>> Begin
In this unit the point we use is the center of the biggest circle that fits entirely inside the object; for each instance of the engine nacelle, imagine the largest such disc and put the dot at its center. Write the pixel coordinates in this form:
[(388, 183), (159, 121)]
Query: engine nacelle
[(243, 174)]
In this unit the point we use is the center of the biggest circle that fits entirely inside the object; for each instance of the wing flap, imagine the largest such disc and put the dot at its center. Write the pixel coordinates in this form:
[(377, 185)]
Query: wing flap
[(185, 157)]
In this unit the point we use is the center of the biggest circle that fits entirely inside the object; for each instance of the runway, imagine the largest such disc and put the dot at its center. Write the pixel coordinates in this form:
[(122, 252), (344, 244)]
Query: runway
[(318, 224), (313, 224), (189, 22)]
>> End
## What is needed
Turn the lines, from the first one through the line containing "[(185, 157)]", into a JSON list of strings with one string per line and any blank lines omitted.

## The output
[
  "In this unit the point we use is the center of the biggest circle that fits entirely inside the object; for each instance of the engine nacelle, imagine the largest such disc and put the dot at its center. Write the pixel coordinates in this form:",
  "[(388, 183), (159, 121)]",
  "Query: engine nacelle",
  "[(243, 174)]",
  "In this unit the point we use is the center of the biggest circle that fits entirely inside the object; for each instance of the wing flap, imagine the largest such disc and put the dot at its center. Write the pixel coordinates in this form:",
  "[(377, 185)]",
  "Query: wing flap",
  "[(185, 157)]"
]